* **Work order**
Write the data out again in full, with no departure from the original.

━━━ Data for analysis

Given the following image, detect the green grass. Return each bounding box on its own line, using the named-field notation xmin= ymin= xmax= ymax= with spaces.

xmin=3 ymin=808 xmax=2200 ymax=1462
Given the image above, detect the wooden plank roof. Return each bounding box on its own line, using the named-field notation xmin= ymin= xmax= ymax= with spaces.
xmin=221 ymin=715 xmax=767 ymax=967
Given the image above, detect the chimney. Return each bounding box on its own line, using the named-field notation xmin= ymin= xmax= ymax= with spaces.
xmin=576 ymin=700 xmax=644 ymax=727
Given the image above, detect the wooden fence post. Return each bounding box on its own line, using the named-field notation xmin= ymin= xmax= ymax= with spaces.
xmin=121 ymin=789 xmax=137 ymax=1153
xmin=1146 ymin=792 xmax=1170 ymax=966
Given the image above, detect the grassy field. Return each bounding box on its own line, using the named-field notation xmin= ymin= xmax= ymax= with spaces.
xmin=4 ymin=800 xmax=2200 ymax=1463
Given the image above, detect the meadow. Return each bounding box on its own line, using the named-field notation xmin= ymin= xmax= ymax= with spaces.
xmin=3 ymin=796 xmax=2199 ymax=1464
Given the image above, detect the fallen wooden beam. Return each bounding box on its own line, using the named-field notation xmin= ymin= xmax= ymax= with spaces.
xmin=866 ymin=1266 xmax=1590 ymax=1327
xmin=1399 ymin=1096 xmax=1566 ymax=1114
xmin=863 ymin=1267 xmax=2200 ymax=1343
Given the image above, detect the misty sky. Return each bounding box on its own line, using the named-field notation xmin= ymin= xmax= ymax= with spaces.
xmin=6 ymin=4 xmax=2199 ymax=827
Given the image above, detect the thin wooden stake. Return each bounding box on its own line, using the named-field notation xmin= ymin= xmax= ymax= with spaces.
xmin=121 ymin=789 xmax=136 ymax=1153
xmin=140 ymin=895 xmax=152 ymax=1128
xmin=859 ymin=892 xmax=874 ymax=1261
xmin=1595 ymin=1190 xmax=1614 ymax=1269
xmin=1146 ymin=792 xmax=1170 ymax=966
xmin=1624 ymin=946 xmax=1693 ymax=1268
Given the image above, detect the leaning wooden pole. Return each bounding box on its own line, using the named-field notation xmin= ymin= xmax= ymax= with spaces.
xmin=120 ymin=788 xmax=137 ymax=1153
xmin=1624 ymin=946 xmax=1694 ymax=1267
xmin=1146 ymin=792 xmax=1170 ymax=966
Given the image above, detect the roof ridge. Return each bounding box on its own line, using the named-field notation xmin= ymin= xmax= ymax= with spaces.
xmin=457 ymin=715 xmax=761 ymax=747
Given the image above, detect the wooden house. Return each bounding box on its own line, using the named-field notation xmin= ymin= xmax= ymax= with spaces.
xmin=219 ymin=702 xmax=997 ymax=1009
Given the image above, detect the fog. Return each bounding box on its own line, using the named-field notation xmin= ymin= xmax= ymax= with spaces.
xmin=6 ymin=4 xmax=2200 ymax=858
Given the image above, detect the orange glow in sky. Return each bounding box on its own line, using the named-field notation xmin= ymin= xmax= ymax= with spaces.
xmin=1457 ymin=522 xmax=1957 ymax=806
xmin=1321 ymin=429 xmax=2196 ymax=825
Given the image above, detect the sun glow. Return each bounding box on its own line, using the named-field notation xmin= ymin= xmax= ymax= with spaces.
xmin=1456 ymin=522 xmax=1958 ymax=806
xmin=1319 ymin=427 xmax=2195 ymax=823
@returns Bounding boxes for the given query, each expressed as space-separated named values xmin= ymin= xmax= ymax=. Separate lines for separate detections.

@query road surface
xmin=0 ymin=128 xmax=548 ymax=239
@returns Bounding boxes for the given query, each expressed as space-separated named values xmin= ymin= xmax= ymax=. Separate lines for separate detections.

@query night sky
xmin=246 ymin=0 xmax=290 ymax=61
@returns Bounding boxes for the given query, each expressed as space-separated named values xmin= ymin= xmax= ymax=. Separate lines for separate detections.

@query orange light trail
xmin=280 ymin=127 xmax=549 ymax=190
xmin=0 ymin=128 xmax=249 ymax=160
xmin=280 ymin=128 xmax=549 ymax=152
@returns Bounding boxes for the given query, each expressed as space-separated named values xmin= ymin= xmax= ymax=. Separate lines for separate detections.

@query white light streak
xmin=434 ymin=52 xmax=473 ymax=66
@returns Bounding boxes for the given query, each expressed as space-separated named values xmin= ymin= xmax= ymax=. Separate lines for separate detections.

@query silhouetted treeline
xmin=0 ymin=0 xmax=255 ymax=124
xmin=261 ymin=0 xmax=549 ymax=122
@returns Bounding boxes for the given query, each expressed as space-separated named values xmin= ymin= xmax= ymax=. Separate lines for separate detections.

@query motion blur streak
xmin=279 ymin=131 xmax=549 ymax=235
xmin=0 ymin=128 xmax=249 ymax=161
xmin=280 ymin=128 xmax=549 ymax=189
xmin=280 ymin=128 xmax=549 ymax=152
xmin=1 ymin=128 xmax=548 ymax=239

━━━━━━

* **Response below**
Given the following image, detect the green grass. Return each bounding box on its own line, using the named-field notation xmin= ymin= xmax= ymax= with spaces.

xmin=3 ymin=808 xmax=2200 ymax=1462
Given the image above, detect the wooden plank roof. Return each bounding box on its own line, using the named-field notation xmin= ymin= xmax= ymax= with spaces.
xmin=221 ymin=715 xmax=767 ymax=967
Given the image above, detect the chimney. Return each bounding box on its own line, using the named-field notation xmin= ymin= xmax= ymax= with spaces.
xmin=576 ymin=700 xmax=644 ymax=727
Given the image above, detect the wooden fence post. Return each bounding box on its own line, using the named-field notation xmin= ymin= xmax= ymax= with spaces.
xmin=121 ymin=789 xmax=137 ymax=1153
xmin=1146 ymin=792 xmax=1170 ymax=966
Given the image above, detect the grassy field. Return each bounding box on its own line, using the named-field notation xmin= ymin= xmax= ymax= with spaces.
xmin=4 ymin=800 xmax=2200 ymax=1463
Given the image above, detect the meadow. Return each bounding box on its own line, using the named-field notation xmin= ymin= xmax= ymax= with spaces.
xmin=3 ymin=796 xmax=2199 ymax=1464
Given the image above, detect the fallen wooden beam. Return each bounding box on its own line, using the named-field notation xmin= ymin= xmax= ymax= with spaces.
xmin=866 ymin=1266 xmax=1590 ymax=1327
xmin=1399 ymin=1096 xmax=1566 ymax=1114
xmin=863 ymin=1267 xmax=2200 ymax=1343
Given the image above, detect the misty sky. Return each bounding box on its own line, using the named-field notation xmin= ymin= xmax= ymax= with spaces.
xmin=6 ymin=4 xmax=2199 ymax=827
Given the image above, detect the thin wooden stake. Return each bounding box on its own line, using the named-field notation xmin= ymin= xmax= ymax= with spaces.
xmin=121 ymin=789 xmax=136 ymax=1153
xmin=140 ymin=895 xmax=152 ymax=1128
xmin=859 ymin=892 xmax=874 ymax=1261
xmin=1595 ymin=1190 xmax=1614 ymax=1269
xmin=1146 ymin=792 xmax=1170 ymax=966
xmin=1624 ymin=946 xmax=1693 ymax=1268
Given the image above, detect the leaning wooden pole. Return each bounding box on its own line, using the named-field notation xmin= ymin= xmax= ymax= with spaces.
xmin=120 ymin=788 xmax=137 ymax=1153
xmin=1624 ymin=946 xmax=1694 ymax=1267
xmin=1146 ymin=792 xmax=1170 ymax=966
Given the image above, detect the roof ridge. Return each bounding box on its own line, using the named-field notation xmin= ymin= xmax= ymax= with spaces.
xmin=457 ymin=715 xmax=761 ymax=747
Given the image above, detect the wooden house. Return each bounding box on its own line, using the named-field notation xmin= ymin= xmax= ymax= with spaces.
xmin=219 ymin=702 xmax=997 ymax=1009
Given the image above, detect the fog. Return each bounding box on its own line, using the named-field notation xmin= ymin= xmax= ymax= with spaces.
xmin=6 ymin=4 xmax=2200 ymax=858
Given the image above, detect the orange glow in sky. Return each bounding box on its own line, using the named-field notation xmin= ymin= xmax= ymax= with spaces.
xmin=1457 ymin=522 xmax=1957 ymax=806
xmin=1321 ymin=429 xmax=2196 ymax=825
Given the image above, detect the sun glow. Return each bounding box on its own line, using the named-field notation xmin= ymin= xmax= ymax= with spaces.
xmin=1456 ymin=522 xmax=1958 ymax=806
xmin=1319 ymin=427 xmax=2195 ymax=823
@returns Bounding boxes for the given query, each expressed as space-separated named values xmin= ymin= xmax= ymax=. Separate lines for separate detections.

@query road surface
xmin=0 ymin=128 xmax=548 ymax=239
@returns Bounding boxes for the given query, each expressed as space-separated named values xmin= ymin= xmax= ymax=. Separate lines for separate detections.

@query night sky
xmin=246 ymin=0 xmax=290 ymax=61
@returns Bounding boxes for the given query, each expressed as space-separated named values xmin= ymin= xmax= ymax=. Separate lines for separate detections.

@query orange light trail
xmin=280 ymin=127 xmax=549 ymax=190
xmin=0 ymin=128 xmax=249 ymax=160
xmin=280 ymin=128 xmax=549 ymax=152
@returns Bounding boxes for the given query, each expressed as space-separated named values xmin= ymin= xmax= ymax=. Separate lines for separate detections.

@query white light streak
xmin=434 ymin=52 xmax=473 ymax=66
@returns Bounding boxes for the given query, each expressed as space-separated named values xmin= ymin= xmax= ymax=. Separate lines for separate detections.

@query silhouetted treeline
xmin=0 ymin=0 xmax=255 ymax=124
xmin=261 ymin=0 xmax=549 ymax=122
@returns Bounding boxes for the given query, each expressed as space-separated named values xmin= ymin= xmax= ymax=. Separate lines for separate detections.

@query motion blur streak
xmin=279 ymin=131 xmax=549 ymax=235
xmin=0 ymin=128 xmax=249 ymax=161
xmin=280 ymin=128 xmax=549 ymax=189
xmin=280 ymin=128 xmax=549 ymax=152
xmin=1 ymin=128 xmax=548 ymax=239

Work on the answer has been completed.